━━━ TEKS LATIHAN

Kisah Dua Anak Muda Bali Jurusan Seni Murni, Bertahan karena Komunitas

Denpasar, IDN Times - Arus digital dalam dunia global tak membuat I Komang Aryawan mundur memilih Jurusan Seni Murni. Generasi z berusia 20 tahun ini telah menjalani tahun keempatnya sebagai mahasiswa Institut Seni Indonesia (ISI) Bali. Masih tersisa dalam ingatan Ary saat tetangga mencibir pilihannya ke Jurusan Seni Murni.
“Ngapain masuk seni? Seni di Bali sudah mati, pariwisata sudah tidak jalan,” ujar Ary menirukan perkataan tetangganya.
Ary mendaftarkan diri sebagai mahasiswa baru di ISI Bali pada 2020. Kala itu, pandemik COVID-19 menghantam dunia pariwisata Bali. Meskipun sempat khawatir, keyakinan Ary memilih jurusan ini tumbuh karena sang ibu. Sementara Martha Yahya, mahasiswi Jurusan Seni Murni, memilih jurusan ini karena terinspirasi sang kakak.
“Berawal dari saat kecil melihat kakak saya suka menggambar di sana, saya pun mengikuti kakak saya untuk menggambar,” kata Martha.
Bagaimana kisah Ary dan Martha bertahan dalam Jurusan eni Murni?
1. Komunitas menjadi kunci resiliensi

Ary mengaku, peruntungan lewat pameran seni di Bali cukup sulit mendatangkan modal ekonomi dan sosial. Menurutnya, pameran seni lukis di Bali sebagian besar terfokus pada seni tradisional, sehingga ada batasan ekspresi pada aliran tertentu. Kendala lainnya, pameran lukisan dari pemerintah hanya memajang lukisan dan penjelasannya saja. Belum ada kegiatan khusus di dalam pameran untuk menghubungkan seniman dengan kolektor lukisan.
Sehingga secara modal sosial, belum ada upaya berkelanjutan dan keberagaman aliran dalam pameran. Sementara, dari sisi modal ekonomi, seniman belum mampu memperkenalkan karyanya untuk menjadi koleksi penggemar seni.
“Pemerintah tidak hanya mengundang seniman tapi bisa mengundang kolektor, sehingga kami sebagai seniman tidak hanya membawa harapan, tapi membawa ekspektasi yang tinggi bahwa karya bisa jadi kebutuhan hidup ke depannya,” jelas Ary.

━━━━━━
━━━ DATA YANG DISEDIAKAN

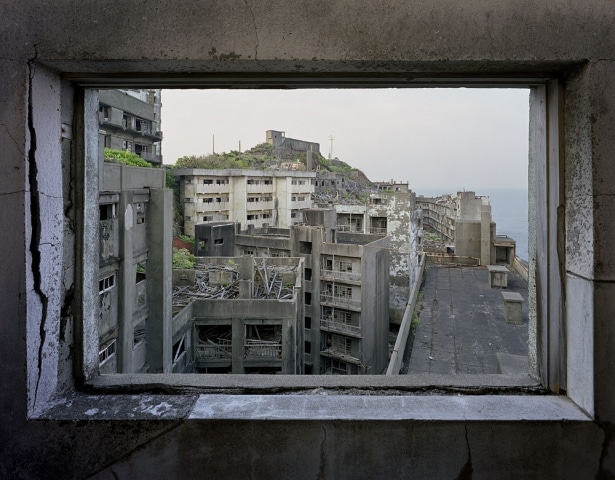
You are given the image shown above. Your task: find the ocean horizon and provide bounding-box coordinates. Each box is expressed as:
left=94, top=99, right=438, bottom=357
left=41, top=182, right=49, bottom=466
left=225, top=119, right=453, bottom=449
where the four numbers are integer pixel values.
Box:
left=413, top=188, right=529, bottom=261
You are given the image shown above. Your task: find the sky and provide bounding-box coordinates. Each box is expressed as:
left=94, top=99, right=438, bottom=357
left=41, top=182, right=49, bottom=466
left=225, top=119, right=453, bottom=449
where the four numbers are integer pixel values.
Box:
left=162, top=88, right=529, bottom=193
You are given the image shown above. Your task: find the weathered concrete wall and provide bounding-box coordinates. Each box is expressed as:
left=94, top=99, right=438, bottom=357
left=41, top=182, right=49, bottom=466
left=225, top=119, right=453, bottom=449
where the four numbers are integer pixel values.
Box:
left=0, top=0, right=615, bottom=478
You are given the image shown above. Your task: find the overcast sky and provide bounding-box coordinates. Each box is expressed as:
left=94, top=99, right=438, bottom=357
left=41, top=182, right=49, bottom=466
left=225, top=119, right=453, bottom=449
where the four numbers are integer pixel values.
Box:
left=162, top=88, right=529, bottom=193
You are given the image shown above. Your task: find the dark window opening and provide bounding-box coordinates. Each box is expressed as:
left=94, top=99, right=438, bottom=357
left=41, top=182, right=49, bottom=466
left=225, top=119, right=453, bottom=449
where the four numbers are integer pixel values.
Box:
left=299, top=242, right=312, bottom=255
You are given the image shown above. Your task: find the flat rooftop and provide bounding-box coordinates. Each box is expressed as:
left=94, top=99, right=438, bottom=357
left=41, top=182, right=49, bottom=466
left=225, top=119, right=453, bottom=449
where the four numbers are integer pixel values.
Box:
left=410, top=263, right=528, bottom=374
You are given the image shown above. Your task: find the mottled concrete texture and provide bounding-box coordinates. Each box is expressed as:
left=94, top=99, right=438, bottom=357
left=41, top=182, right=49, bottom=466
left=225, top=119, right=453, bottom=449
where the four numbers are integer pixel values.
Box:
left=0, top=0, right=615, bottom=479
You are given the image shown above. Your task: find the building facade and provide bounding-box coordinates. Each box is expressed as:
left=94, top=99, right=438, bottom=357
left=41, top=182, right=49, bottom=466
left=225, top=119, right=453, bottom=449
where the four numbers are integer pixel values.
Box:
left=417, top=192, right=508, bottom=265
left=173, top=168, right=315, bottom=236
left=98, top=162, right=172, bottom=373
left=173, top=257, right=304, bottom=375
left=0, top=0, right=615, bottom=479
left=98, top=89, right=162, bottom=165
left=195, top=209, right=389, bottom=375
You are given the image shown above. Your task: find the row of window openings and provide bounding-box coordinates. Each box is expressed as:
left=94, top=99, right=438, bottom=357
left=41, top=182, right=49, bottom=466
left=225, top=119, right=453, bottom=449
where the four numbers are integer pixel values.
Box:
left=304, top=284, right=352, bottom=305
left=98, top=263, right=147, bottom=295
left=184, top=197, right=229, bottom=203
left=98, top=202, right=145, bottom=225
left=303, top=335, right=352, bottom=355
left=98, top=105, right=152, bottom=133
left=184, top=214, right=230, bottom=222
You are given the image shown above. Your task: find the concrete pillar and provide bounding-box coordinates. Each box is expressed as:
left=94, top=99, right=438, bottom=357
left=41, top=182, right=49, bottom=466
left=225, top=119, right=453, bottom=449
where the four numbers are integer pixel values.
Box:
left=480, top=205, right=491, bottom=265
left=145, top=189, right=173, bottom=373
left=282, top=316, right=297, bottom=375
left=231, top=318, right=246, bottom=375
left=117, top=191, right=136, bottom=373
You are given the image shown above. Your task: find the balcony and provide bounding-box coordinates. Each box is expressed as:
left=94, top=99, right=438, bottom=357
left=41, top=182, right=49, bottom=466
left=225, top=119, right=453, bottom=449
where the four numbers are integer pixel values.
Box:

━━━━━━

Ubah kata "seniman" menjadi "perupa" pada teks tentang mahasiswa Jurusan Seni Murni, mulai dari "Ary mengaku, peruntungan" hingga dan termasuk "koleksi penggemar seni.", lalu tuliskan kembali bagian tersebut. Item-item ini merupakan bahan yang terpisah dari teks.

**JAWABAN LATIHAN:**
Ary mengaku, peruntungan lewat pameran seni di Bali cukup sulit mendatangkan modal ekonomi dan sosial. Menurutnya, pameran seni lukis di Bali sebagian besar terfokus pada seni tradisional, sehingga ada batasan ekspresi pada aliran tertentu. Kendala lainnya, pameran lukisan dari pemerintah hanya memajang lukisan dan penjelasannya saja. Belum ada kegiatan khusus di dalam pameran untuk menghubungkan perupa dengan kolektor lukisan.
Sehingga secara modal sosial, belum ada upaya berkelanjutan dan keberagaman aliran dalam pameran. Sementara, dari sisi modal ekonomi, perupa belum mampu memperkenalkan karyanya untuk menjadi koleksi penggemar seni.